>> BEGIN RECORDS SHOWN

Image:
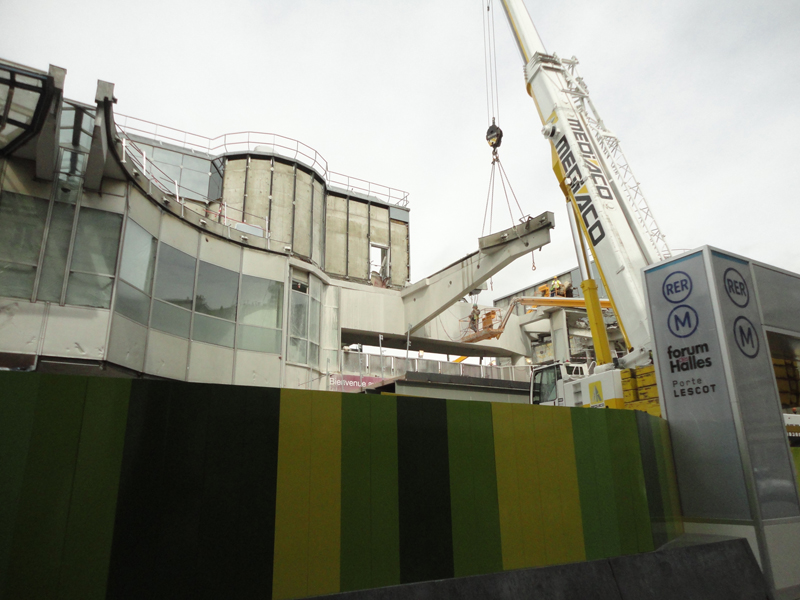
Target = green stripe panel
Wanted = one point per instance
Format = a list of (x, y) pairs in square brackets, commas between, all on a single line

>> END RECORDS SHOWN
>> BEGIN RECORDS SHOWN

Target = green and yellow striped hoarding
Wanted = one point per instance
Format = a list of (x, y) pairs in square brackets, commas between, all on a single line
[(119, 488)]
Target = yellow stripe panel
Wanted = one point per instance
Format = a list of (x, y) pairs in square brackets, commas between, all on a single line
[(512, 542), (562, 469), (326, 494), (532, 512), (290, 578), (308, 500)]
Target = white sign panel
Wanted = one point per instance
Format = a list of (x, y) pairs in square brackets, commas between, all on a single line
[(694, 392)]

>> END RECORDS SHOWN
>> BEGIN RECORDS SHOWN

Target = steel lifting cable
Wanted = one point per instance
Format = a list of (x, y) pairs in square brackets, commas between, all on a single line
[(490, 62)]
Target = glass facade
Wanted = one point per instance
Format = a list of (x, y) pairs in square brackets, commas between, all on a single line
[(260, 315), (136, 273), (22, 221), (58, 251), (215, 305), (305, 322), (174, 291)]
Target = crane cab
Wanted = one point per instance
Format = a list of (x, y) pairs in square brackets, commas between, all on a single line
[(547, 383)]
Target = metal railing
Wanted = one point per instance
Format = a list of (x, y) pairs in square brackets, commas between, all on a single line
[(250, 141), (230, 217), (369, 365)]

>> END RECORDS SHOWN

**EXERCISE PROMPT**
Copy the data starting at the line that contains "Target = metal railing" and ending at the line that contains "[(250, 141), (230, 217), (369, 365)]", but swap "instance" for "object" and keep everything else as it is.

**THE SOLUTION**
Target = metal railing
Wanted = one point per object
Format = a list of (x, y) pairs in square brackets, commas between, all on a single line
[(250, 141), (230, 217), (369, 365)]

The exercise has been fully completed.